* _Texto dado_:
Pero sí se empeñó en que la niña hiciera carrera. La metió en clase con Vicente Scaramuzza. Sobre las mismas teclas del maestro aprendieron Daniel Barenboim, un año más joven, y Bruno Gelber, dos meses mayor. Los tres conforman la más brillante generación porteña del instrumento. Pero Martha, igual que Barenboim, abandonó pronto la ciudad. Se empeñó en seguir sus estudios con Freidrich Gulda, en Viena. Y Juanita se encargó de organizarlo a lo grande. Fue a ver al entonces todopoderoso Juan Domingo Perón y le sacó una beca para costearlo. Aquel viaje a Europa dio resultado. Continuó formándose junto a otros maestros y en 1957 ganó dos concursos importantes en tres semanas con tan solo 16 años: el Busoni de Bolzano, en Italia, y el de Ginebra.
Continuó su formación, entre otros, con el gran Benedetti Michelangeli en 1960 y con esa cosecha se vio con derecho a peregrinar a Nueva York. Quería conocer a su mito: Vladimir Horowitz. Según ella, “lo mejor que le ha ocurrido al piano”. Pero el viaje se tornó en pesadilla. No por Horowitz, sino porque la joven Argerich no pudo soportar la presión: “Me veía tan joven y con una vida como si tuviera 50 años…”, le confiesa a su hija Stéphanie en el documental Maldita hija (Bloody Dougther).

* _Consigna_:
Copia sin cambiar nada del texto sobre Martha Argerich todo lo que va desde "Continuó su formación, entre" hasta "hija (Bloody Dougther).". Los registros no hacen falta para nada.

* _Fragmentos de datos_:
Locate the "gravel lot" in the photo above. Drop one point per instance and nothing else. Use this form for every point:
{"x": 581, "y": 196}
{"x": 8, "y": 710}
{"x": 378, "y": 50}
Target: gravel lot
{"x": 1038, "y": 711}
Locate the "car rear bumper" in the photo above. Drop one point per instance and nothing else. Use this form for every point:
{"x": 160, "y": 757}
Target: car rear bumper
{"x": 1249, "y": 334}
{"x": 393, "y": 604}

--

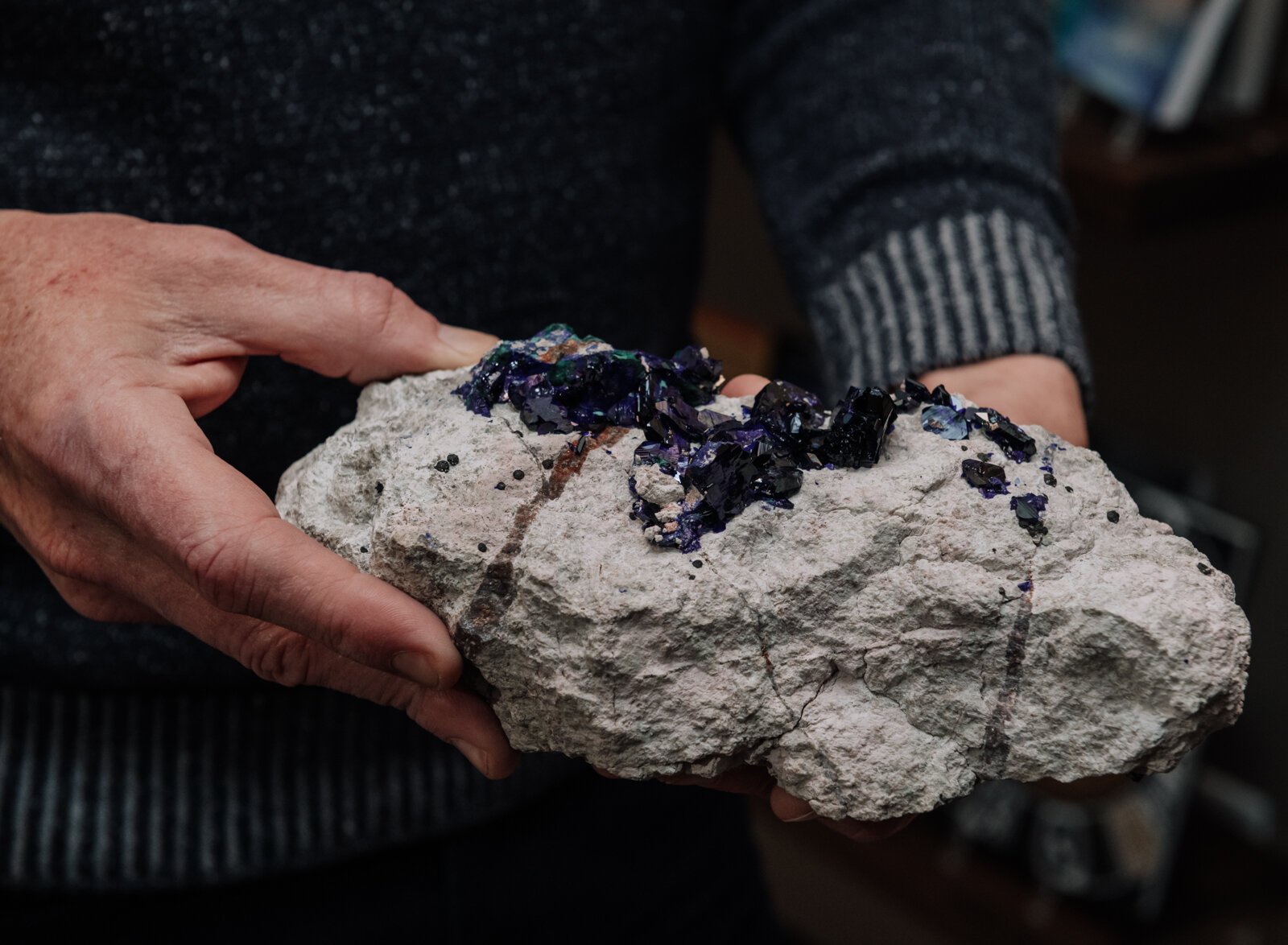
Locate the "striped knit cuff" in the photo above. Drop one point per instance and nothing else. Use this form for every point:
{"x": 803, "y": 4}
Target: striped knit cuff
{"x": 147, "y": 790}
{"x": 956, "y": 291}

* _Tu respuesta_:
Continuó su formación, entre otros, con el gran Benedetti Michelangeli en 1960 y con esa cosecha se vio con derecho a peregrinar a Nueva York. Quería conocer a su mito: Vladimir Horowitz. Según ella, “lo mejor que le ha ocurrido al piano”. Pero el viaje se tornó en pesadilla. No por Horowitz, sino porque la joven Argerich no pudo soportar la presión: “Me veía tan joven y con una vida como si tuviera 50 años…”, le confiesa a su hija Stéphanie en el documental Maldita hija (Bloody Dougther).